Records supplied:
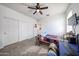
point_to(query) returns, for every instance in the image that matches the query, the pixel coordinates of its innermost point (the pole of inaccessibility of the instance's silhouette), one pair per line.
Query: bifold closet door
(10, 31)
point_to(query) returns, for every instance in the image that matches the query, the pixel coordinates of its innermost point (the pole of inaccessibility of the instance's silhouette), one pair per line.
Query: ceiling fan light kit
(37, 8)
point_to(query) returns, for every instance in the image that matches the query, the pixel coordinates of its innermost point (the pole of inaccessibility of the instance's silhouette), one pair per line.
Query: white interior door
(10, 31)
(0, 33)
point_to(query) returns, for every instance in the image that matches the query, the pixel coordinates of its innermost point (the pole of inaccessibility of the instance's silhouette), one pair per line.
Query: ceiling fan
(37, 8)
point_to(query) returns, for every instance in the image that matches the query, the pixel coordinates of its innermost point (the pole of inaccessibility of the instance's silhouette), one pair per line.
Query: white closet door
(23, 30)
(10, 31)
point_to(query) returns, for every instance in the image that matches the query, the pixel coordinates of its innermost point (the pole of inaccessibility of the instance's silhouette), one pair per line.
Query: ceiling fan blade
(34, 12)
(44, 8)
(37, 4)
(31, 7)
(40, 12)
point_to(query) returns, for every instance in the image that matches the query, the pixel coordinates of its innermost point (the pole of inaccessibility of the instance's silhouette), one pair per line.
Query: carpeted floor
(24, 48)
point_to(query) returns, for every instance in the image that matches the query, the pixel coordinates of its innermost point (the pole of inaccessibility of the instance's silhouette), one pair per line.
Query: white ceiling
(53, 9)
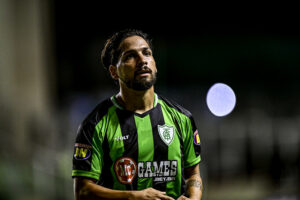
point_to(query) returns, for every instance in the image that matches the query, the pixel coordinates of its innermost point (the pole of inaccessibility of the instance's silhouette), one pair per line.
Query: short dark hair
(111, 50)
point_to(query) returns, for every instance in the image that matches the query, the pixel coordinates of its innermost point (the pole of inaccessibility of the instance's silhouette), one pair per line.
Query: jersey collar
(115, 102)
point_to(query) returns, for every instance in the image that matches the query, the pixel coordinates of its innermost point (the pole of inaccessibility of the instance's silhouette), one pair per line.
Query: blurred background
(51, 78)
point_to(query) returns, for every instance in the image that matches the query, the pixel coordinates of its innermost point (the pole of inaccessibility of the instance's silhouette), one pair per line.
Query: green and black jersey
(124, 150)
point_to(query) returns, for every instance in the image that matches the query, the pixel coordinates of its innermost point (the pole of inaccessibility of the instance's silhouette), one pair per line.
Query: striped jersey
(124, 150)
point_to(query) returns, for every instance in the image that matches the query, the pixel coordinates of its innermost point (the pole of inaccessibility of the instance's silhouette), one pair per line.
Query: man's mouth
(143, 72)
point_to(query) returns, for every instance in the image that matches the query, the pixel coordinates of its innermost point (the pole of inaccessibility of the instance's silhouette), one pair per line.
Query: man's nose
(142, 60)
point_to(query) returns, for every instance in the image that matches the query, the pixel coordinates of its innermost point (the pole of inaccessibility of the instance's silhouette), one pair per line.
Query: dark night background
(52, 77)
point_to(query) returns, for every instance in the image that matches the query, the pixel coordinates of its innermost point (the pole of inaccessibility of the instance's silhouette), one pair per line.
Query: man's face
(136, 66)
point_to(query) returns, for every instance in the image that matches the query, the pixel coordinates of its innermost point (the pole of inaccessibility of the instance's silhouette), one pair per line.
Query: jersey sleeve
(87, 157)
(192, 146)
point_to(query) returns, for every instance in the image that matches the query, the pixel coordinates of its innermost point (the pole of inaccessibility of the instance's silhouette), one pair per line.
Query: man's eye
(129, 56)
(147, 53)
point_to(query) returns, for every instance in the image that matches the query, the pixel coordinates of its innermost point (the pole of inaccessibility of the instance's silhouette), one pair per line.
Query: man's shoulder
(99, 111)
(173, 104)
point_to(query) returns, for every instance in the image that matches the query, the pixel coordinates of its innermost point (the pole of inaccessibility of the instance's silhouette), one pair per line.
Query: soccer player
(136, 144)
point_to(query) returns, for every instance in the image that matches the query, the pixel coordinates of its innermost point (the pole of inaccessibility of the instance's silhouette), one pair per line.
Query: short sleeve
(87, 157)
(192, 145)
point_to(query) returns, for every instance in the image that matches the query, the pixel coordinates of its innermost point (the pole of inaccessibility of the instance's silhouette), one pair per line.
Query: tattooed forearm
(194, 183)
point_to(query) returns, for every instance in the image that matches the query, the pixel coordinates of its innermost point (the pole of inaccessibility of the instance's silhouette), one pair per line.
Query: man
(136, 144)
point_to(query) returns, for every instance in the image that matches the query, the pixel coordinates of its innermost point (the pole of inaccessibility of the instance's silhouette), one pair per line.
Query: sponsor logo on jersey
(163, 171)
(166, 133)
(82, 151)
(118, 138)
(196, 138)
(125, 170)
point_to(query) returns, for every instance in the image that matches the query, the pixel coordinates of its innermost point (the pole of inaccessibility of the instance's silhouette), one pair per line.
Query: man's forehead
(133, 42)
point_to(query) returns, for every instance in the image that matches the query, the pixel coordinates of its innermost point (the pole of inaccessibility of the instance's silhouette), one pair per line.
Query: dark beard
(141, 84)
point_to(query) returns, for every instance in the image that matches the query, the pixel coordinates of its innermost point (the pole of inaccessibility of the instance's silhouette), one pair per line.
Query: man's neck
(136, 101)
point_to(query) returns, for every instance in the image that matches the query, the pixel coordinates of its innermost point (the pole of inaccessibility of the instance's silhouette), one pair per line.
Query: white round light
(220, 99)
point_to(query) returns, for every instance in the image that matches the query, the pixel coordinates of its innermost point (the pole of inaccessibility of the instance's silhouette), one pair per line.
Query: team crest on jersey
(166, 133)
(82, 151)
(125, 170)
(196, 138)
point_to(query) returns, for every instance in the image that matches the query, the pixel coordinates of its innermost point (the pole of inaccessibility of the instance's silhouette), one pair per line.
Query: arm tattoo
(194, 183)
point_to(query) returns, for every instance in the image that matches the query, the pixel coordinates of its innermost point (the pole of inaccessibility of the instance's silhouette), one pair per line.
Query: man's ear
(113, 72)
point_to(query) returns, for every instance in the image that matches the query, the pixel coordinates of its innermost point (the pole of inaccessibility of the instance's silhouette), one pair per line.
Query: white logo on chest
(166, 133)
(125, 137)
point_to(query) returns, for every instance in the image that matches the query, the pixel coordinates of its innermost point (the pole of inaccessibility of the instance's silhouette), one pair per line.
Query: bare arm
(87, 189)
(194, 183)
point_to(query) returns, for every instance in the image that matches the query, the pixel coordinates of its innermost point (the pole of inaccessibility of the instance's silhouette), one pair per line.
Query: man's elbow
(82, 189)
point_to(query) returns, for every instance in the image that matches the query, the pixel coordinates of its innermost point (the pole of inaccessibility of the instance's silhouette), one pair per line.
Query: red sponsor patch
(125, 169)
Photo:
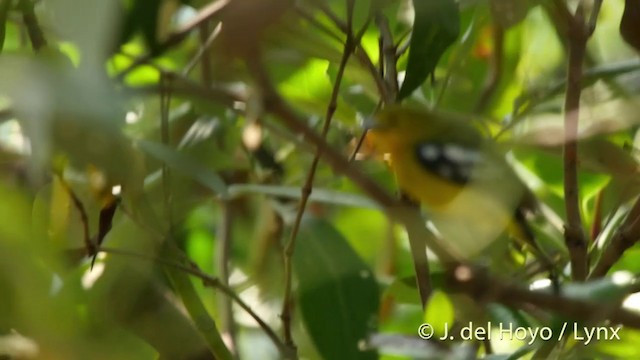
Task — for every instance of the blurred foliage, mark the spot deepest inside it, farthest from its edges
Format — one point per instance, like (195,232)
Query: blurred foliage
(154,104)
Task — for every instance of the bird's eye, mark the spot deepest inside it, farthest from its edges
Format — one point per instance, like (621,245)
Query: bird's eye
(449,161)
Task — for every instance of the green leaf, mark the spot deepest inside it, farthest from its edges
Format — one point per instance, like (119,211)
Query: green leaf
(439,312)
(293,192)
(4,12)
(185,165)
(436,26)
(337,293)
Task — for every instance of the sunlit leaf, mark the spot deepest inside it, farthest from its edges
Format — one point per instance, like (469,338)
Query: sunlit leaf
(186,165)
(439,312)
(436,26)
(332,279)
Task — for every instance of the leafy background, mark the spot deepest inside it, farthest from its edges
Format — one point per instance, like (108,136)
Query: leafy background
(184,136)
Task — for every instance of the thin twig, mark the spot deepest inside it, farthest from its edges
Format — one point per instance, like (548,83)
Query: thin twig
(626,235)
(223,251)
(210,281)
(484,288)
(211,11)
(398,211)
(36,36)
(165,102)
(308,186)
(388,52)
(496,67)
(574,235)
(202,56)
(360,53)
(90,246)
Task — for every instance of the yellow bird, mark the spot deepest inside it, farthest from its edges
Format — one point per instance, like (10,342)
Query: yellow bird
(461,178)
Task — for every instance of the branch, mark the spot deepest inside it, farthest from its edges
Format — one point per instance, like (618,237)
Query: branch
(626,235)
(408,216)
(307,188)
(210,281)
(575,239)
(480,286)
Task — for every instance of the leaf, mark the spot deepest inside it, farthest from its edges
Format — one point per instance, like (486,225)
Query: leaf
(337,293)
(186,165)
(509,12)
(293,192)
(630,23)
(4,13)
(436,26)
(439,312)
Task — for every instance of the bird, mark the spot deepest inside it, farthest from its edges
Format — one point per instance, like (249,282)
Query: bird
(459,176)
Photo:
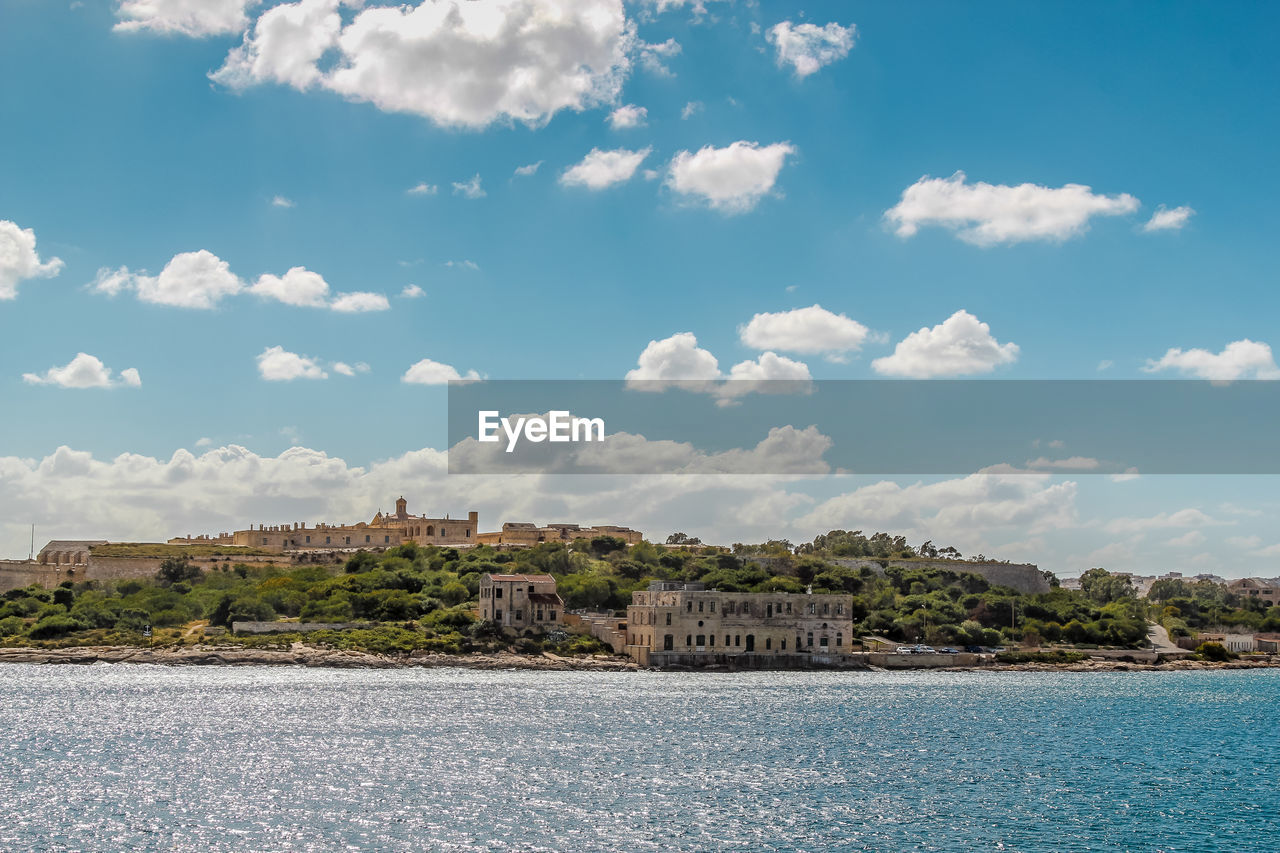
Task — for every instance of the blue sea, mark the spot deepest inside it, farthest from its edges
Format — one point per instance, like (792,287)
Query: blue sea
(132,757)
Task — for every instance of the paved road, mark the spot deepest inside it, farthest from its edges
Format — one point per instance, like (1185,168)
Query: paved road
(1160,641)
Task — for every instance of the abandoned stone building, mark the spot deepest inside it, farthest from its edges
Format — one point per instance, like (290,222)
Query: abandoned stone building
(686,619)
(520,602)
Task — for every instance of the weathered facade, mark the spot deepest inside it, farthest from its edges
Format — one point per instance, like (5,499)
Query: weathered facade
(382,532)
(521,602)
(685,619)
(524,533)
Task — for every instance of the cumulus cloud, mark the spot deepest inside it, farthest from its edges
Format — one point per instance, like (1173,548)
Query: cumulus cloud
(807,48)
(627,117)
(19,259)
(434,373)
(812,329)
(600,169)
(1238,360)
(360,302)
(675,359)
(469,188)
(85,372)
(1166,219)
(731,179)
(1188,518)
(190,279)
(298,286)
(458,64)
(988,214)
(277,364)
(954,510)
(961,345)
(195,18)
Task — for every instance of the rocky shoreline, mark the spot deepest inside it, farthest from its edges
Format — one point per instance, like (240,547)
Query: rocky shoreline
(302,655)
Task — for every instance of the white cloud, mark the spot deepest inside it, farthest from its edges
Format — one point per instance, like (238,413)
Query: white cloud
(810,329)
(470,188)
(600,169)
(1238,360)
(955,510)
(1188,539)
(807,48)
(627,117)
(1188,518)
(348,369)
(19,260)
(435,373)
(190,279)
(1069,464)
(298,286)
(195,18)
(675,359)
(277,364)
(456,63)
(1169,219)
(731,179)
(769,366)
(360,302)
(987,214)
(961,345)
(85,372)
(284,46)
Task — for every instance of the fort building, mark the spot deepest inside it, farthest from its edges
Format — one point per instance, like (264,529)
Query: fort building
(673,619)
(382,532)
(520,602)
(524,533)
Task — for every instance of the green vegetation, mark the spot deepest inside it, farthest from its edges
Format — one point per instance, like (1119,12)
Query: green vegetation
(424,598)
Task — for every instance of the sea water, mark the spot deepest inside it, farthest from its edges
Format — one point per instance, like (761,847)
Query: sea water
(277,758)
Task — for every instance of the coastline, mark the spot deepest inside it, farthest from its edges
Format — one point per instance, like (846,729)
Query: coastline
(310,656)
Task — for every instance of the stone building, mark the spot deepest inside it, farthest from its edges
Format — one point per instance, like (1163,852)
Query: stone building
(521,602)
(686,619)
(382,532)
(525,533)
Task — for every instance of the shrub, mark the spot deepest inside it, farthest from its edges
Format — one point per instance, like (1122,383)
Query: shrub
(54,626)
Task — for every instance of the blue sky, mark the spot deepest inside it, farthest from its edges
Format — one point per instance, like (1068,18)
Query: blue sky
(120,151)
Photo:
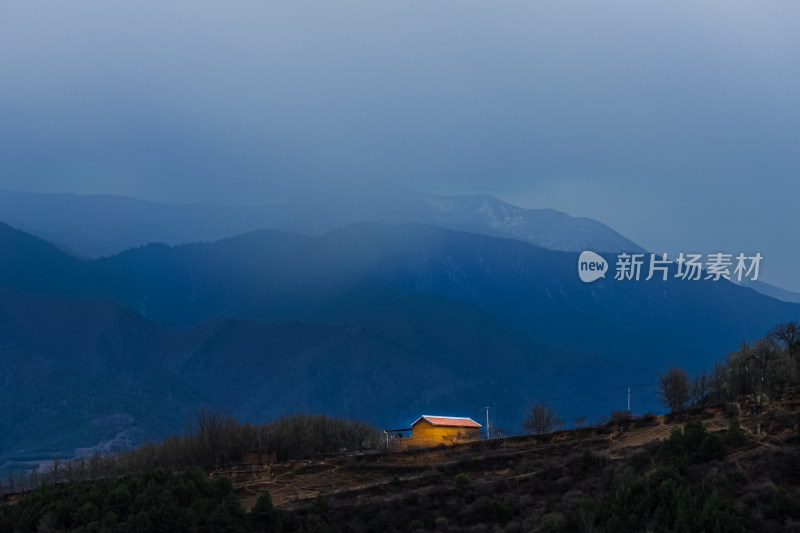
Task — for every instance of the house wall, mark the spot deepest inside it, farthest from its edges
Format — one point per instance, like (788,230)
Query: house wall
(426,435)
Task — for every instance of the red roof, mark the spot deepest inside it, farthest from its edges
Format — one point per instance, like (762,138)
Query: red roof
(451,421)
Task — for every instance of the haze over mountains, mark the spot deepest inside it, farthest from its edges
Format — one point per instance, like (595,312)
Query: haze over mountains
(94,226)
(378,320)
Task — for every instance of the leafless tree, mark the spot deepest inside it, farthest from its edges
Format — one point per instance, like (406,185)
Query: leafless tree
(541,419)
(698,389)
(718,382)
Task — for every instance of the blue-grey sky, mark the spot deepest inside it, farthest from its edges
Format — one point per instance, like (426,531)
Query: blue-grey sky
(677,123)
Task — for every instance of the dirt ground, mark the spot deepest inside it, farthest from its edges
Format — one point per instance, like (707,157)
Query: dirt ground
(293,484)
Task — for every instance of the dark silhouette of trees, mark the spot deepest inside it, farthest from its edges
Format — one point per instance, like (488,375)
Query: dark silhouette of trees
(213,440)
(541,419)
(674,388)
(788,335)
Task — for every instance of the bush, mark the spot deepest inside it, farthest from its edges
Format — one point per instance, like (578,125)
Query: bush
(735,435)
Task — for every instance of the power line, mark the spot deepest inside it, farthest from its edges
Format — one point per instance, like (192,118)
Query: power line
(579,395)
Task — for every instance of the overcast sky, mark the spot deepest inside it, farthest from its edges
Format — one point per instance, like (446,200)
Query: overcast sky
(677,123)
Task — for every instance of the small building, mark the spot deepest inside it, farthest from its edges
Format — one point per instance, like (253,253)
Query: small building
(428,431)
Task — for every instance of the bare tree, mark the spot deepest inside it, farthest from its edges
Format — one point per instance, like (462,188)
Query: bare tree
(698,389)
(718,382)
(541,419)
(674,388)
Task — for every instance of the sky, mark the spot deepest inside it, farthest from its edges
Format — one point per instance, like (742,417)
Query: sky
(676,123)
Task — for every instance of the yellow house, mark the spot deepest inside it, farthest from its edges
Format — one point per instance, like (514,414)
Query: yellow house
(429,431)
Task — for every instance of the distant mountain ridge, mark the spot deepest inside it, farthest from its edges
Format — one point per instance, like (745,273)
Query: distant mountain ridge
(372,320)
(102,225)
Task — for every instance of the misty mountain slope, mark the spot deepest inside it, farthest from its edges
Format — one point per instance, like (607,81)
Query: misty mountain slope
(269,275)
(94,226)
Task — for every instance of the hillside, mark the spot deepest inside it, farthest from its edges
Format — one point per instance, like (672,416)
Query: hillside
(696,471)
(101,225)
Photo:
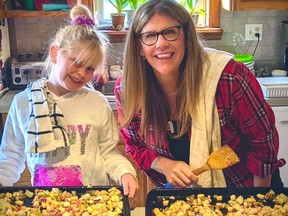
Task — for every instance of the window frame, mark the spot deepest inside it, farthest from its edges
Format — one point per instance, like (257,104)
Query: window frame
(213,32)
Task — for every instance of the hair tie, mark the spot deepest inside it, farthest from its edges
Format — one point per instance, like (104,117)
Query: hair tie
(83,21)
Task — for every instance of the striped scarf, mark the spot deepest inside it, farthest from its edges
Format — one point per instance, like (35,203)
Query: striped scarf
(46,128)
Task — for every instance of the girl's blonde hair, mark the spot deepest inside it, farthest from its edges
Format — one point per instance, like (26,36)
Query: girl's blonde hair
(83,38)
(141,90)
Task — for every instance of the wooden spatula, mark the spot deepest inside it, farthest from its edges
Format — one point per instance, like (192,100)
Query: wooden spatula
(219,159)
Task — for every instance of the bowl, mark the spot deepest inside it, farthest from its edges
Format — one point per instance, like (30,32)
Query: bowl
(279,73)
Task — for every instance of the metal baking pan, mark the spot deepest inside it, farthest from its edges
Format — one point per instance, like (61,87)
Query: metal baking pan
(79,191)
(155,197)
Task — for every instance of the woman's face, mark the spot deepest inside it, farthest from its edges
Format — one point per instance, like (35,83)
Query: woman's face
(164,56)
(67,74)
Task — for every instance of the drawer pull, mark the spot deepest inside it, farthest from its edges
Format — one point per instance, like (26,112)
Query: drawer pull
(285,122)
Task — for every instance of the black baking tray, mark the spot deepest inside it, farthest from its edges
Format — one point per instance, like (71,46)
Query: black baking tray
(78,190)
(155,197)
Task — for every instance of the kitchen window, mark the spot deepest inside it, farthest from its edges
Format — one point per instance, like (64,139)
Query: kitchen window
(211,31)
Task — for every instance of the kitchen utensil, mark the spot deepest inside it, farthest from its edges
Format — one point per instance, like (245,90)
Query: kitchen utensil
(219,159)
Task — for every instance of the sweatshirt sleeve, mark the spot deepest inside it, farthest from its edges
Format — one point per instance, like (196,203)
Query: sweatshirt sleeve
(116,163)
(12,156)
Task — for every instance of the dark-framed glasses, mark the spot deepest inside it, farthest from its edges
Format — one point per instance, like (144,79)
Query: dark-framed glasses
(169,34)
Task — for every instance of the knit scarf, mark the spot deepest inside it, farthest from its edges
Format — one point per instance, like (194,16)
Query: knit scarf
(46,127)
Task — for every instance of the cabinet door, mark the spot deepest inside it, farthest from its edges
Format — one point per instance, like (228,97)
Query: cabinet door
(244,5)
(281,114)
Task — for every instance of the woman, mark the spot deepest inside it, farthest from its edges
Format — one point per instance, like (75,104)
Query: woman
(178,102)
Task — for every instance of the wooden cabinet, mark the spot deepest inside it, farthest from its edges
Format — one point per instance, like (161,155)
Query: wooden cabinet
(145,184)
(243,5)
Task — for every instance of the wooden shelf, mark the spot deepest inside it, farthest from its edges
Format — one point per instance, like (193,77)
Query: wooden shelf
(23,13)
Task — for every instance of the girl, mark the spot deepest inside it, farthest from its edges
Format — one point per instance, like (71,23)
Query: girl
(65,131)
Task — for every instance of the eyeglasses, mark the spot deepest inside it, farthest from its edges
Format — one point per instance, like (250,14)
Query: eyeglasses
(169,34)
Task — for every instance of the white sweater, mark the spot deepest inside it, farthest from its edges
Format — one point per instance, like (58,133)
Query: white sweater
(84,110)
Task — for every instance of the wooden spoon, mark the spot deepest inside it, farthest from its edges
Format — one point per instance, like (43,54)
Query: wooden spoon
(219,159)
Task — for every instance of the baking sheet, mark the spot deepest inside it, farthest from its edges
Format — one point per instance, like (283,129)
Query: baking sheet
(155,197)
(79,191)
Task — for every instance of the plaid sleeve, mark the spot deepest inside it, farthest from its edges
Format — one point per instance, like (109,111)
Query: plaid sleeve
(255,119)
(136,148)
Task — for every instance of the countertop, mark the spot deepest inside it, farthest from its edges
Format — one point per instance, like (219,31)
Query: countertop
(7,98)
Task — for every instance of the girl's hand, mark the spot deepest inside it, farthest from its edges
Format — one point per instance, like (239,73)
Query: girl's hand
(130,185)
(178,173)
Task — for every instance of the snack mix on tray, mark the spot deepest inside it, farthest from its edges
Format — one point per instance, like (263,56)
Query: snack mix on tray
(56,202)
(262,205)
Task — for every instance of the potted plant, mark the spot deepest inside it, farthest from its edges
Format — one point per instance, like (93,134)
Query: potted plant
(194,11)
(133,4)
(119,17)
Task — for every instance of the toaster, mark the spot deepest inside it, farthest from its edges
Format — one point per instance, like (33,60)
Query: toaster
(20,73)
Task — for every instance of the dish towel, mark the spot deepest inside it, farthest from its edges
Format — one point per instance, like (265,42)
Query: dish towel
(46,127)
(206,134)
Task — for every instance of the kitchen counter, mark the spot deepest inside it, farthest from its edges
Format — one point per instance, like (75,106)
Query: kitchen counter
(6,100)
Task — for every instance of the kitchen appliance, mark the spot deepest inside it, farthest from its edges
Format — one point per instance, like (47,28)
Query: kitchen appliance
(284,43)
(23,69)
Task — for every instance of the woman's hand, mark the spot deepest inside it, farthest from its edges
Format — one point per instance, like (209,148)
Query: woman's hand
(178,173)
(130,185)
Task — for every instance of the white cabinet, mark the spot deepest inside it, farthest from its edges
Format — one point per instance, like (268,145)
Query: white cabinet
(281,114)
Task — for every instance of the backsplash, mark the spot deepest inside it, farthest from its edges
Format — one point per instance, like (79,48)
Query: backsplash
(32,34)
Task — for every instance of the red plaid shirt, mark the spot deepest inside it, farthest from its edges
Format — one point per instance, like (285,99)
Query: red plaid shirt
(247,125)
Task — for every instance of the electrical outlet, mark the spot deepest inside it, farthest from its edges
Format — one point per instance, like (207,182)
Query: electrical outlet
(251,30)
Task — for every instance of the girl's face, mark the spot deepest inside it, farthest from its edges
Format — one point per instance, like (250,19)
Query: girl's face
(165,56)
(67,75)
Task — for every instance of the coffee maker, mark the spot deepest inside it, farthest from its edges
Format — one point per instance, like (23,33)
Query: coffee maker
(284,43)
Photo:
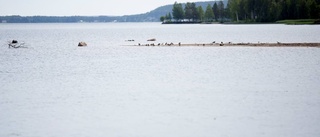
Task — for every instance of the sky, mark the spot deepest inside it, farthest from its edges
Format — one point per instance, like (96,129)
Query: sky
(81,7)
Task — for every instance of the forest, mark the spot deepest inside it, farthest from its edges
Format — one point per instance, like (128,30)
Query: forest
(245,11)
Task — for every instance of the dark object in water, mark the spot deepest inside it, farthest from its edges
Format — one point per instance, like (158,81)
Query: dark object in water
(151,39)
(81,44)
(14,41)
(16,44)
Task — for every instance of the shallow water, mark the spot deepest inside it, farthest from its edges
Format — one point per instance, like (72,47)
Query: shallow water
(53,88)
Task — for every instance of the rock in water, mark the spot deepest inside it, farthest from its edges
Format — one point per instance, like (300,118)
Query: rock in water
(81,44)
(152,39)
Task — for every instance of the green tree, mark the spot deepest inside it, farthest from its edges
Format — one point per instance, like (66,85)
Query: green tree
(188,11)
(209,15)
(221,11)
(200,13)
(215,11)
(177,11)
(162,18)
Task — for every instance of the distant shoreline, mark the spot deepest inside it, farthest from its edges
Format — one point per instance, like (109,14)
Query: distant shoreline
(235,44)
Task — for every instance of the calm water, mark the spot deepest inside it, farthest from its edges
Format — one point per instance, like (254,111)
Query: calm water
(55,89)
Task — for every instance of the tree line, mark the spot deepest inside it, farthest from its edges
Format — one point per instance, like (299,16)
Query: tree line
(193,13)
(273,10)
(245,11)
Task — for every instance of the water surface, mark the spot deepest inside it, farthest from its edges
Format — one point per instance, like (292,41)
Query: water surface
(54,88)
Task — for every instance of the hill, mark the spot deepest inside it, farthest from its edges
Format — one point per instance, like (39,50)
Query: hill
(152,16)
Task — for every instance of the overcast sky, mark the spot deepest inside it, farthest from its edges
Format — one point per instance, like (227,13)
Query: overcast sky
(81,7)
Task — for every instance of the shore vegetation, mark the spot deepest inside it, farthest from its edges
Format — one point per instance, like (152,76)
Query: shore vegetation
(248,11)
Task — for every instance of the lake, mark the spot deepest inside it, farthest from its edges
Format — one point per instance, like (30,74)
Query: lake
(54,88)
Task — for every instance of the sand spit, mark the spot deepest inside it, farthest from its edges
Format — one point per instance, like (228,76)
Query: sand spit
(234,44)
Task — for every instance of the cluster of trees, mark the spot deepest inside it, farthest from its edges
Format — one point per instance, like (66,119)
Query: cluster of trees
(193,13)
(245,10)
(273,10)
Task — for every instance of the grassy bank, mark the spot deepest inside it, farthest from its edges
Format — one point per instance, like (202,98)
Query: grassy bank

Work order: Nothing but a number, please, for how many lines of the data hold "bank".

Answer to the exercise: 2